◆ **Provided records**:
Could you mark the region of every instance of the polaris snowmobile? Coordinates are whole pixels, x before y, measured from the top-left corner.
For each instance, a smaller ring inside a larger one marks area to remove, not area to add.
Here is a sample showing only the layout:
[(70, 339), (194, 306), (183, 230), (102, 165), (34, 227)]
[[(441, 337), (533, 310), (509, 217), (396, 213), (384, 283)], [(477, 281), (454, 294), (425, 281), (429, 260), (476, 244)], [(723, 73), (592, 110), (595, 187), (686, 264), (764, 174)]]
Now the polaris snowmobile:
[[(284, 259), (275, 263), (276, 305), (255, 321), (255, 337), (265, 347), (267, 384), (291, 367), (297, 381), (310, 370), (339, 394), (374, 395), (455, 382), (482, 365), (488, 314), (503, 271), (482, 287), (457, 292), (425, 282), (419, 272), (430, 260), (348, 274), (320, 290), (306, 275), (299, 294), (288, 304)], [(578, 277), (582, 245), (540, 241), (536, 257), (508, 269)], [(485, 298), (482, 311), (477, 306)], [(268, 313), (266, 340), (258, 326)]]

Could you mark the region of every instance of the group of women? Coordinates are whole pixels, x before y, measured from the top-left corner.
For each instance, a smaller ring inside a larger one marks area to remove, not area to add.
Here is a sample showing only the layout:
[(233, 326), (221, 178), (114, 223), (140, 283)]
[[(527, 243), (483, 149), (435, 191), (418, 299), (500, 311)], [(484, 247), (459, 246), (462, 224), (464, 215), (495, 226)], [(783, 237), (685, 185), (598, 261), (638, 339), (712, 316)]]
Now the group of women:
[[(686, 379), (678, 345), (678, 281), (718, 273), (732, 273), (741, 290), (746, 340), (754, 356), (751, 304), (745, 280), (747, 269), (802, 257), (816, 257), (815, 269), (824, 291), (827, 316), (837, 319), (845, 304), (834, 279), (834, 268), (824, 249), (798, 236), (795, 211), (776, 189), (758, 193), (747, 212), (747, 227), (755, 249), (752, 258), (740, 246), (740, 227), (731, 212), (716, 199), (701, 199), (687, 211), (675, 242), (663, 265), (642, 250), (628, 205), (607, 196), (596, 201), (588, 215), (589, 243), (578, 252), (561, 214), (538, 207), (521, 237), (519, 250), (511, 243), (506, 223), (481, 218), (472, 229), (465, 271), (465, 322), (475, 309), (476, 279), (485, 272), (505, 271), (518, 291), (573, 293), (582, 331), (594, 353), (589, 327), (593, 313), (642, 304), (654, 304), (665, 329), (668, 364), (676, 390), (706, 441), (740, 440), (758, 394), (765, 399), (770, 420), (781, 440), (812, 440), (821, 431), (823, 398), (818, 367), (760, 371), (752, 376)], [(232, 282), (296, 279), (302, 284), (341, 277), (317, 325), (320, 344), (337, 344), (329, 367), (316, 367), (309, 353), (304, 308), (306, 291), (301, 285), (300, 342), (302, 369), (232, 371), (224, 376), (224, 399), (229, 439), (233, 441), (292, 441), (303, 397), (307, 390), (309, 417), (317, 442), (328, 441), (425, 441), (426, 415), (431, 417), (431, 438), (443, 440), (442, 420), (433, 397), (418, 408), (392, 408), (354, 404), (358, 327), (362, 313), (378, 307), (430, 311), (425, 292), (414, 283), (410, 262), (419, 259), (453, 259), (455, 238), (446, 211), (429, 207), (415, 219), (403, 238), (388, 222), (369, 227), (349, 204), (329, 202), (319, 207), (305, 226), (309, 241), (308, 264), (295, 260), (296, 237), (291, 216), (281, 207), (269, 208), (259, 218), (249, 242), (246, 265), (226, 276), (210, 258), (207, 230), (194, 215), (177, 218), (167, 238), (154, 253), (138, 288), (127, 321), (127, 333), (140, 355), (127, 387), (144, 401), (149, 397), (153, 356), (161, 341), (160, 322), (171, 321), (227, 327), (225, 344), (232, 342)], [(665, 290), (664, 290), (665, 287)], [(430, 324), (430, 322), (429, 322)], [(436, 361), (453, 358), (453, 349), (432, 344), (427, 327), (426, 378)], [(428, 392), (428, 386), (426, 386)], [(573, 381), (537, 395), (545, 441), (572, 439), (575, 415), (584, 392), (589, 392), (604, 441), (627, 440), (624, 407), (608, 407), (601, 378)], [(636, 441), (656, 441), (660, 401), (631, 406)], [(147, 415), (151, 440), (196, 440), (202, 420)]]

◆ **Directive**: Your task is to give the records above again, exactly.

◆ **Task result**:
Could you mark the region of every instance of the polaris snowmobile? Coordinates are whole pixels, x before y, measured from the top-left corner.
For each instance, a smaller ring inside a larger one marks area to remove, not area to add.
Here is a sample showing only the layout:
[(70, 339), (194, 306), (183, 230), (102, 165), (34, 227)]
[[(441, 337), (533, 310), (509, 217), (396, 213), (384, 283)], [(477, 281), (454, 294), (425, 281), (429, 260), (476, 244)], [(723, 73), (592, 110), (595, 187), (686, 264), (764, 174)]]
Now the polaris snowmobile:
[[(284, 259), (275, 263), (276, 305), (255, 321), (255, 337), (265, 347), (267, 384), (291, 367), (297, 381), (310, 370), (339, 394), (374, 395), (455, 382), (482, 365), (488, 314), (503, 271), (482, 287), (457, 292), (425, 282), (419, 272), (430, 260), (348, 274), (320, 290), (306, 275), (299, 294), (288, 304)], [(578, 277), (582, 245), (540, 241), (536, 257), (508, 269)], [(485, 298), (482, 311), (477, 306)], [(268, 313), (266, 340), (258, 326)]]

Could you mark the region of every instance of the group of women? Coordinates are whole pixels, x before y, measured from the top-left corner.
For each instance, a smaller ring inside a larger one marks area to remove, not area to add.
Here is a sample showing only the layout:
[(233, 326), (221, 178), (114, 223), (140, 283)]
[[(527, 243), (483, 149), (435, 191), (418, 299), (500, 311)], [(484, 247), (459, 246), (462, 224), (464, 215), (495, 226)], [(783, 237), (685, 185), (598, 261), (638, 339), (712, 316)]]
Now the group of women:
[[(686, 379), (678, 345), (678, 281), (718, 273), (732, 273), (741, 290), (746, 340), (754, 356), (751, 304), (745, 280), (747, 269), (802, 257), (816, 257), (815, 269), (824, 291), (827, 316), (837, 319), (845, 304), (834, 279), (834, 268), (824, 249), (798, 236), (795, 211), (776, 189), (758, 193), (747, 212), (747, 227), (755, 249), (752, 258), (740, 246), (740, 227), (731, 212), (716, 199), (701, 199), (687, 211), (675, 242), (663, 265), (642, 250), (628, 205), (607, 196), (596, 201), (588, 215), (589, 243), (578, 252), (561, 214), (538, 207), (521, 237), (519, 250), (511, 243), (506, 223), (481, 218), (472, 229), (465, 271), (465, 322), (475, 309), (476, 279), (485, 272), (505, 271), (518, 291), (573, 293), (582, 331), (594, 353), (589, 327), (593, 313), (642, 304), (654, 304), (665, 329), (668, 364), (676, 390), (706, 441), (740, 440), (758, 394), (765, 399), (770, 420), (781, 440), (812, 440), (821, 431), (823, 398), (818, 367), (760, 371), (752, 376)], [(232, 282), (296, 279), (302, 284), (341, 277), (317, 325), (320, 344), (337, 344), (329, 367), (316, 367), (309, 353), (304, 308), (306, 291), (301, 285), (300, 342), (302, 369), (232, 371), (224, 376), (224, 399), (229, 439), (233, 441), (292, 441), (303, 397), (307, 390), (309, 417), (317, 442), (328, 441), (425, 441), (426, 415), (431, 417), (431, 438), (443, 440), (442, 420), (433, 397), (418, 408), (392, 408), (354, 404), (358, 327), (362, 313), (378, 307), (430, 311), (425, 292), (414, 283), (410, 262), (419, 259), (453, 259), (455, 238), (446, 211), (429, 207), (415, 219), (403, 238), (388, 222), (369, 227), (349, 204), (329, 202), (319, 207), (305, 226), (309, 241), (308, 264), (295, 260), (296, 237), (291, 216), (281, 207), (269, 208), (259, 218), (249, 242), (246, 265), (226, 276), (210, 258), (207, 230), (194, 215), (177, 218), (167, 238), (154, 253), (138, 288), (127, 321), (127, 333), (140, 355), (127, 387), (144, 401), (149, 397), (153, 356), (161, 341), (160, 322), (171, 321), (227, 327), (225, 344), (232, 342)], [(665, 290), (664, 290), (665, 287)], [(430, 324), (430, 322), (429, 322)], [(436, 361), (453, 358), (453, 349), (432, 344), (427, 327), (426, 378)], [(428, 392), (428, 386), (426, 386)], [(573, 381), (537, 395), (545, 441), (572, 439), (575, 415), (584, 392), (589, 392), (604, 441), (627, 440), (624, 407), (608, 407), (601, 378)], [(636, 441), (656, 441), (660, 401), (631, 406)], [(147, 415), (151, 440), (196, 440), (202, 420)]]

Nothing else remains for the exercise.